• Your objective
Lines holding the string "below" are the ones to copy from this listing.

-------- Given records --------

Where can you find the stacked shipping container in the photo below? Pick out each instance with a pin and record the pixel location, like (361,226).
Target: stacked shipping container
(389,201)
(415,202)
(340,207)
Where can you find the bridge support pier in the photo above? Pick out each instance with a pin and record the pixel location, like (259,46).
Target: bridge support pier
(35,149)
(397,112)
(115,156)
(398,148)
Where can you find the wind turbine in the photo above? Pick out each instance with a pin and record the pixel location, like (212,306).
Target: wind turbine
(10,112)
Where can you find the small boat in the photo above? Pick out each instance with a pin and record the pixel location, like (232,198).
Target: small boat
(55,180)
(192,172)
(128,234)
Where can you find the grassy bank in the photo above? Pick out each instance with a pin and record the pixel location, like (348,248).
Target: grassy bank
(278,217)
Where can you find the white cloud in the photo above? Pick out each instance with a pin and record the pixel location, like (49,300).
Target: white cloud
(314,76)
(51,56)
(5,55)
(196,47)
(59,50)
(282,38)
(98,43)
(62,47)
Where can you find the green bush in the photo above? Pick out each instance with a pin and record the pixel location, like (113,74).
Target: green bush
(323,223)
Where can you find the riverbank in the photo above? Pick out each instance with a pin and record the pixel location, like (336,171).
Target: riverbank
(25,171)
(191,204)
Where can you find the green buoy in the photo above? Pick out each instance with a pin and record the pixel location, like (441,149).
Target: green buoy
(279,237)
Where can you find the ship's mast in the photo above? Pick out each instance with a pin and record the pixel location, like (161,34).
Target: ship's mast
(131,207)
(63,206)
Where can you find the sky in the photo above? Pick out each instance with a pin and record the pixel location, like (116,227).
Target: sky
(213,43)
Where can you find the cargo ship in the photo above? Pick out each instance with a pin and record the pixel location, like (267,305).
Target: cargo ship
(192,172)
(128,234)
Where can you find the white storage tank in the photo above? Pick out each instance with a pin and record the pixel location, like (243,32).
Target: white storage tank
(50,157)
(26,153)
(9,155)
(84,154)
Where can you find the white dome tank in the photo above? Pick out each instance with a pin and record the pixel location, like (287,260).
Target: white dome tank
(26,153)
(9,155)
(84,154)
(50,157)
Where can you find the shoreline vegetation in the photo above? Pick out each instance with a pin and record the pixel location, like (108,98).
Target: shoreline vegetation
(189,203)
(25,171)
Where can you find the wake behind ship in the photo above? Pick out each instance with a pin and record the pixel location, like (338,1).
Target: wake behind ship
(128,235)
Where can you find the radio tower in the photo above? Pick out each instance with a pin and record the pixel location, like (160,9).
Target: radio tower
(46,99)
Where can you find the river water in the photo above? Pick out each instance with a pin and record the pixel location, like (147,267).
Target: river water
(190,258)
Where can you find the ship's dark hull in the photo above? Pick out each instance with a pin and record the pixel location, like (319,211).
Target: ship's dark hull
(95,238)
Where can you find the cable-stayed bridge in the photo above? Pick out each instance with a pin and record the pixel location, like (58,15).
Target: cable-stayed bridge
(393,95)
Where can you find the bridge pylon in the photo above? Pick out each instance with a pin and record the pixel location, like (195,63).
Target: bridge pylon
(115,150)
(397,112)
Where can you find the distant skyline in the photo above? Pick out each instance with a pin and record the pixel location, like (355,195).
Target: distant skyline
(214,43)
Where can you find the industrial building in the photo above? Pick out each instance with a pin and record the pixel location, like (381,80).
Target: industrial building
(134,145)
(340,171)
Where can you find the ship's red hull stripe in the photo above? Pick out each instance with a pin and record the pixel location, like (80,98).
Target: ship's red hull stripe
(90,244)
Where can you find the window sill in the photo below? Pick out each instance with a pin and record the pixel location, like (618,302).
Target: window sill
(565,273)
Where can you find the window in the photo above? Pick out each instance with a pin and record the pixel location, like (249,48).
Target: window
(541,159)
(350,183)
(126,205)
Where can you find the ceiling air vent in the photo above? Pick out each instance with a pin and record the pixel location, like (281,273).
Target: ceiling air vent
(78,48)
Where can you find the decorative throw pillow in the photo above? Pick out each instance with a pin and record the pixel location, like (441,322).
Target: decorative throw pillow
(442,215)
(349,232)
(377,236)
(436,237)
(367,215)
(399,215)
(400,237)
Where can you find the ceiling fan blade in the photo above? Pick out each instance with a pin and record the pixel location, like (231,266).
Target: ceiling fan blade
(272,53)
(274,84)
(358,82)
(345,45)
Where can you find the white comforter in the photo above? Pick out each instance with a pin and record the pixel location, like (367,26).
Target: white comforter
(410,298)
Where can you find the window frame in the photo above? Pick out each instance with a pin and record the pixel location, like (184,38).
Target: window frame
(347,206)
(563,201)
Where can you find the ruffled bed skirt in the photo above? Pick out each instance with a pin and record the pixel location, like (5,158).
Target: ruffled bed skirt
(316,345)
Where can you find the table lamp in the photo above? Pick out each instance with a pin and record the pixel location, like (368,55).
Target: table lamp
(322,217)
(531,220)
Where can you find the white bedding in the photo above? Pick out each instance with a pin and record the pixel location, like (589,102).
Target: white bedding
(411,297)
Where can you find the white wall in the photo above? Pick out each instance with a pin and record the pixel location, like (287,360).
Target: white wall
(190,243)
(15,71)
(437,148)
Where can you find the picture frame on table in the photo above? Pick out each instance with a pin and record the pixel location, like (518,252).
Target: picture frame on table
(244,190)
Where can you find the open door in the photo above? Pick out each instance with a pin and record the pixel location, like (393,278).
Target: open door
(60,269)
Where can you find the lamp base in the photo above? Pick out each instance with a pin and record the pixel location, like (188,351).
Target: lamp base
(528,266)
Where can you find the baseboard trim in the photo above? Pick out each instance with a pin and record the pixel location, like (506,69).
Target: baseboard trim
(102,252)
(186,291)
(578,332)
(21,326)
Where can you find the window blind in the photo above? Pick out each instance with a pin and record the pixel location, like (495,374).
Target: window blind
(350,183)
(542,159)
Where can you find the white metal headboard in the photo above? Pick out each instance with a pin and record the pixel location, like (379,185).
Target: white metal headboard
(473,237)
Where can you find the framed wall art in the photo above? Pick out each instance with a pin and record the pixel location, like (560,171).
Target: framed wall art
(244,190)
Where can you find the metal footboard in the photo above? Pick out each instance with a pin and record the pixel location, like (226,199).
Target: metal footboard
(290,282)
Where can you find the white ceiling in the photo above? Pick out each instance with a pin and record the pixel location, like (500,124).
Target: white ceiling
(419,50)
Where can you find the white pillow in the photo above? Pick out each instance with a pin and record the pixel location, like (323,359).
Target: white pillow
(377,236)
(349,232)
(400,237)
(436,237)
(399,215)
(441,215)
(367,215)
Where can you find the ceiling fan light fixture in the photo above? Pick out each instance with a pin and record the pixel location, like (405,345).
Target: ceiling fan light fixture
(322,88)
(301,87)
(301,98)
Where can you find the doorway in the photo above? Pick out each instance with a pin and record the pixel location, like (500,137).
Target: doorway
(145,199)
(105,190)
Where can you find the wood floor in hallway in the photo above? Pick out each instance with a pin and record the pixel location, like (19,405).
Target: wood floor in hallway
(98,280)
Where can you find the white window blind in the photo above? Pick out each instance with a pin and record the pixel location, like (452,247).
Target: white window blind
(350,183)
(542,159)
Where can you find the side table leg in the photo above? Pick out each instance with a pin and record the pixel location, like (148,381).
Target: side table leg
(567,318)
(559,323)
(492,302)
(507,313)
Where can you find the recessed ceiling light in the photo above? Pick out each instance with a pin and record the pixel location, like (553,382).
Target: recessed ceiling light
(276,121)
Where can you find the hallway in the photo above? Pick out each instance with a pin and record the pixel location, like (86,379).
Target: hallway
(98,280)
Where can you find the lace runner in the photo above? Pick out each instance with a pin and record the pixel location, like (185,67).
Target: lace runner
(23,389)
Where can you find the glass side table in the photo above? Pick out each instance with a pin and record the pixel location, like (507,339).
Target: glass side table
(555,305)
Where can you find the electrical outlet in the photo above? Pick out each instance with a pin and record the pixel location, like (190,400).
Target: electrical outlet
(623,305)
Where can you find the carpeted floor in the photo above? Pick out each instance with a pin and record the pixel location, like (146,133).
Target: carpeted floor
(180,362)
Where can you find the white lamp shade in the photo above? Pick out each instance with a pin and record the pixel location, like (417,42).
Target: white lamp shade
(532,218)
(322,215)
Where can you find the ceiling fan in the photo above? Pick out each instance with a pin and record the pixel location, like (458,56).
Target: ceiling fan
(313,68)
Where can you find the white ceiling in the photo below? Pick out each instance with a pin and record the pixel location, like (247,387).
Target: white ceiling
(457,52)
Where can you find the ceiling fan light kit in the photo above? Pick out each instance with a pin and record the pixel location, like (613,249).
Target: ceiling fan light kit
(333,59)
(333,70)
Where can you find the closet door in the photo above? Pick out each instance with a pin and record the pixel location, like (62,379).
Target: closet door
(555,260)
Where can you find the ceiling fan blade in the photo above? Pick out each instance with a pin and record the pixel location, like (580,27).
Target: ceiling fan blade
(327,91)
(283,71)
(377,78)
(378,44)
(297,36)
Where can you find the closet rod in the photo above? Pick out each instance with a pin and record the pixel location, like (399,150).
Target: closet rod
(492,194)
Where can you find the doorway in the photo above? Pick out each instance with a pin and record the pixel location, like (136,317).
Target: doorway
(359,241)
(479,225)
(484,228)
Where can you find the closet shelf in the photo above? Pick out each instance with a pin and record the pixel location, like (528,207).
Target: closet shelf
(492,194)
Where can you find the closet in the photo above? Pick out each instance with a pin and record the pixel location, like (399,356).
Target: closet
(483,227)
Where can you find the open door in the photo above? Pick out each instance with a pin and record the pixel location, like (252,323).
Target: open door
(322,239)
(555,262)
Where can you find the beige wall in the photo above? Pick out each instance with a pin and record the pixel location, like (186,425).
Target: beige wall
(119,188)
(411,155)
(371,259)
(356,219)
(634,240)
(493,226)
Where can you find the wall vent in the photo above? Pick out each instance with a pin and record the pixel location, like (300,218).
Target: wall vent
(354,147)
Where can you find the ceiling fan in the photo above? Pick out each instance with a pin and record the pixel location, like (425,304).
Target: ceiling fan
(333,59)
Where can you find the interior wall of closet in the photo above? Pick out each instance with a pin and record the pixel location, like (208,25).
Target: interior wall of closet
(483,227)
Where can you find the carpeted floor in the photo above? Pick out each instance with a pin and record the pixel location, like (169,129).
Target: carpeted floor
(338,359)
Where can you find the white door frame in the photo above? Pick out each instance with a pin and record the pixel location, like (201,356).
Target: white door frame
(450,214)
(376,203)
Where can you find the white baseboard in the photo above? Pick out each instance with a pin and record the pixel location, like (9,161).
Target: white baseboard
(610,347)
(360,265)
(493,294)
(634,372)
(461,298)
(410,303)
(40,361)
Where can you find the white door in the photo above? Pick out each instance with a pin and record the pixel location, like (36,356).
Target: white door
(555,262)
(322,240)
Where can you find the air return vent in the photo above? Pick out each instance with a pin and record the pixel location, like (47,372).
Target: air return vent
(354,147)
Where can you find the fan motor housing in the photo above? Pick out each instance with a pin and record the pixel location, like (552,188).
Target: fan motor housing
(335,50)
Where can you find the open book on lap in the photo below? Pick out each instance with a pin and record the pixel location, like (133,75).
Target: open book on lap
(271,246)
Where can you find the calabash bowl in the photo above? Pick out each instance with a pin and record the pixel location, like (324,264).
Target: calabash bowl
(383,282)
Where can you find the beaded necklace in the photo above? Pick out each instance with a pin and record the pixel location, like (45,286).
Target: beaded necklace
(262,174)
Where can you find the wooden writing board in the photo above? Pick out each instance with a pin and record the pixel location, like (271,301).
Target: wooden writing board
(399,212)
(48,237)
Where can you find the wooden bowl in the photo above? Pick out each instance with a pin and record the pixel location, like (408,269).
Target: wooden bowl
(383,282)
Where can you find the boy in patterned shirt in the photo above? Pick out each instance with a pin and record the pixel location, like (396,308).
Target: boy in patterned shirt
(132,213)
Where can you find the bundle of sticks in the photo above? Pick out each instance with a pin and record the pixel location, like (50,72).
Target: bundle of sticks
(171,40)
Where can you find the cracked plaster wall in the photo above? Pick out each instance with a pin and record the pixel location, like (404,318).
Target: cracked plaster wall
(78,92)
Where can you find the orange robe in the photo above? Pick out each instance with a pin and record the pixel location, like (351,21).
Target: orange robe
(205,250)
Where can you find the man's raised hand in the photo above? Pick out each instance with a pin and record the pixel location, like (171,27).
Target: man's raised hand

--------

• Exercise result
Where can you find the stacked shipping container in the photo below? Pick out each instance with a pin and record the pixel location, like (361,226).
Where can you find the window sill in the photo below? Pick out each instance with a pin and record the pixel location, like (618,302).
Where can you find the white ceiling in the photo below? Pick out each instance with a pin and record the pixel location, like (247,387).
Where can you find the open book on lap in the photo below? Pick out each instance with a pin and record the pixel location, like (133,75).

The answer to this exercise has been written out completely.